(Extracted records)
[Start of section]

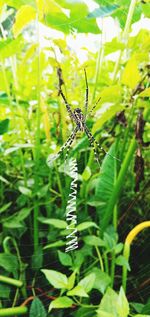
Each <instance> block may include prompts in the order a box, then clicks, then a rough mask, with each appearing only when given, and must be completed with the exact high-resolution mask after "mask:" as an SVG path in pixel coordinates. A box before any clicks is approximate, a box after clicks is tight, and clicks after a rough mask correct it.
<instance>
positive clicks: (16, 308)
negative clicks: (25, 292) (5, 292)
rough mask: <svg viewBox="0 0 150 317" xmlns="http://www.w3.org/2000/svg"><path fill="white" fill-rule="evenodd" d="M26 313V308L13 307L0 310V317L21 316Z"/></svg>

[End of section]

Reproduce the data above without a single change, please, but without its pictures.

Each <instance> block may include prompts in the order a box, then clicks, then a rough mask, with each appearing only when given, and must be completed with the exact high-resolution mask after "mask:" as an SVG path in pixel coordinates. A box before any clicks is approximate, a box after clicks is tight, and clicks after a rough mask correct it.
<instance>
positive clicks: (16, 308)
negative clicks: (25, 292) (5, 292)
rough mask: <svg viewBox="0 0 150 317" xmlns="http://www.w3.org/2000/svg"><path fill="white" fill-rule="evenodd" d="M26 313V308L13 307L0 310V317L21 316Z"/></svg>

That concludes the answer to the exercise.